Print the whole listing exactly.

* * * *

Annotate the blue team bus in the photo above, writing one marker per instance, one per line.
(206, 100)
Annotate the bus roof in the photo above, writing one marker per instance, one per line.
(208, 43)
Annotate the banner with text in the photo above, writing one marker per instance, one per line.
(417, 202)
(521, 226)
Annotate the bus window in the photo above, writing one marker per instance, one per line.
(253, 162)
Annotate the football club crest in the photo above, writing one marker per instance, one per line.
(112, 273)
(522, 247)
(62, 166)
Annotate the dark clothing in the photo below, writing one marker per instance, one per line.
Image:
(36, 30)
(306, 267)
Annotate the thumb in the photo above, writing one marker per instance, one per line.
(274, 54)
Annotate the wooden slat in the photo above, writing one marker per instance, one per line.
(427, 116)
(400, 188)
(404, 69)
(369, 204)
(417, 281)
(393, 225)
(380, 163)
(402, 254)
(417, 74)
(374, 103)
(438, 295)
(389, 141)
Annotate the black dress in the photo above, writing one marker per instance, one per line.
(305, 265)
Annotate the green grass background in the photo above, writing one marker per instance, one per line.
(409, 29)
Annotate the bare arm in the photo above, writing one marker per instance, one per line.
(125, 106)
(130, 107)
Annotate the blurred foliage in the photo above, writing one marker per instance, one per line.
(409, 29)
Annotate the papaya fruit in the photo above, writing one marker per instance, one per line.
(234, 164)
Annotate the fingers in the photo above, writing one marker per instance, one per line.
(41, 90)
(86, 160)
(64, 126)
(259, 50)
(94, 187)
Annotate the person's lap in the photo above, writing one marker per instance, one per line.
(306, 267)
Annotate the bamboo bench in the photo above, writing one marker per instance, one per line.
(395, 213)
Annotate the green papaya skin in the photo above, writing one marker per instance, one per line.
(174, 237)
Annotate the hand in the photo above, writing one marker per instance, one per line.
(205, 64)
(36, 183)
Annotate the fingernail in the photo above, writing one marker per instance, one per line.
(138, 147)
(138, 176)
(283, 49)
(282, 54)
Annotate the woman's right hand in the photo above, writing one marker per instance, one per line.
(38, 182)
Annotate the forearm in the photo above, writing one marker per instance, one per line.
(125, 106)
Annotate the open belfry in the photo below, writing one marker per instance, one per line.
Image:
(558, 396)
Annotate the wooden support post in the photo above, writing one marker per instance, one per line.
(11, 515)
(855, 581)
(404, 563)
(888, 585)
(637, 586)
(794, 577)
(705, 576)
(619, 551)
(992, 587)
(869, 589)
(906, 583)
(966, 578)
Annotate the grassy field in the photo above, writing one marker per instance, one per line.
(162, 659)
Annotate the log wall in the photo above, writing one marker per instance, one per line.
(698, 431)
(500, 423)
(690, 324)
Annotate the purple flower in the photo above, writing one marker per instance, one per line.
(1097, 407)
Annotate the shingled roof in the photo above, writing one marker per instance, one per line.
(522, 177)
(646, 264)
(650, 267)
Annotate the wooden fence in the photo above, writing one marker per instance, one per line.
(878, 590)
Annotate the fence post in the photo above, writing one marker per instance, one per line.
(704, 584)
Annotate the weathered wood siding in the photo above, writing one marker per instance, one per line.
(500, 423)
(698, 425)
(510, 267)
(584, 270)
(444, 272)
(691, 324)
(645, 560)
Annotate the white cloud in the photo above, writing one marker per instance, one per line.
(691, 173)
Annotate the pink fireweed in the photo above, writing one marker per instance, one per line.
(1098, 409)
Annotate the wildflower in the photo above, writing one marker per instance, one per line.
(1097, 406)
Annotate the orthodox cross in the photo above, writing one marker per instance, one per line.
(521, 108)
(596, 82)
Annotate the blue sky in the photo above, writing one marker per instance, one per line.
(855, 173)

* * * *

• _Finished exercise_:
Annotate the blue team bus in the photo above, writing one marker per instance, one per line.
(206, 100)
Annotate the bus roof in the photo above, writing one marker per instance, one per line.
(208, 43)
Annotate the banner with text in the photo above, writing one marker per instance, one per line.
(417, 202)
(521, 226)
Annotate the bus window in the photo above, writing one marker per instance, one per line.
(253, 162)
Annotate the football club crest in the photo above, writing one marker per instance, one per line.
(112, 273)
(522, 247)
(62, 166)
Annotate the dark clothing in the photo below, writing one marker per instance, one per line.
Image:
(36, 30)
(306, 267)
Annotate the thumb in the photo above, writing one marker per instance, one per line.
(274, 54)
Annotate the wooden slat in the photo above, writing one marker per instance, one per line.
(427, 116)
(400, 188)
(404, 69)
(369, 204)
(417, 281)
(393, 225)
(380, 163)
(402, 254)
(417, 74)
(374, 103)
(438, 295)
(389, 141)
Annotate the black dress in the photo above, writing one marker per instance, one per line.
(305, 265)
Annotate the green grass background in the photo above, writing one marker per instance, one per line.
(409, 29)
Annotate the bare arm in the photo above, writing one marker per instance, one per line.
(125, 106)
(130, 107)
Annotate the blurred foliage in the photo above, writing one marker per instance, one per line.
(409, 29)
Annotate the papaya fruit in the photo above, writing one marker per instance, one per line.
(234, 164)
Annotate the fingers in the photo above, writing one marker per instance, one per line.
(41, 90)
(86, 160)
(64, 126)
(259, 50)
(94, 187)
Annotate the person's lap in the photo above, writing one marker per instance, one per line.
(306, 267)
Annotate the bamboo bench in the photo above, writing one marker per instance, one per line.
(395, 213)
Annotate the green papaya skin in the photo above, writing one marker per instance, one per line.
(174, 237)
Annotate the hand in the photo above, writing one marker per instance, one per line.
(205, 64)
(36, 183)
Annotate the fingernail in the photo above, writing one marker per instance, one per line.
(138, 147)
(138, 176)
(283, 49)
(282, 54)
Annotate the woman's right hand in the photo above, writing one marker per instance, one per line.
(38, 182)
Annotate the forearm in the photo above, writing one marker per instance, one per line.
(125, 106)
Annotate the open belfry in the photo below, writing one marker per instance, one per line.
Image:
(558, 396)
Annotate the wooden support post in the photo above, writing one marker per instance, one per line.
(11, 515)
(855, 581)
(404, 563)
(888, 585)
(637, 586)
(794, 577)
(705, 576)
(619, 551)
(992, 587)
(869, 589)
(906, 583)
(966, 578)
Annotate the grassy field in the photo above, writing one marker per instance, one per line.
(162, 659)
Annotate the log wall in the photo above, writing one marker per instance, one per line.
(698, 431)
(500, 423)
(690, 324)
Annotate the purple flower in the photo above, writing one marker per instance, one per line.
(1097, 407)
Annotate the shingled roof in the photo above, writing one marker per instance, one per line.
(522, 177)
(646, 264)
(650, 267)
Annotate the wooden fence in the photo above, writing one marker per instance, one per line.
(878, 590)
Annotate the fence post in the photo above, writing one marker per instance, one per line.
(704, 584)
Annotate the weathered wood siding in the photo above, writing one marker per instance, one per line.
(500, 423)
(698, 425)
(510, 267)
(584, 270)
(444, 272)
(691, 324)
(645, 560)
Annotate the white cloud in the photo above, writing one marker per instance, one per line.
(691, 173)
Annotate the pink fireweed in the photo above, writing one marker per instance, one per line.
(1098, 409)
Annotate the wildflower in the photo above, writing one marker per instance, one per line.
(1097, 406)
Annotate the orthodox cross in the photo above, writing one marker per instance, one per line.
(521, 108)
(596, 82)
Annotate the blue sky in the photo above, writing one marker per instance, one per line.
(855, 173)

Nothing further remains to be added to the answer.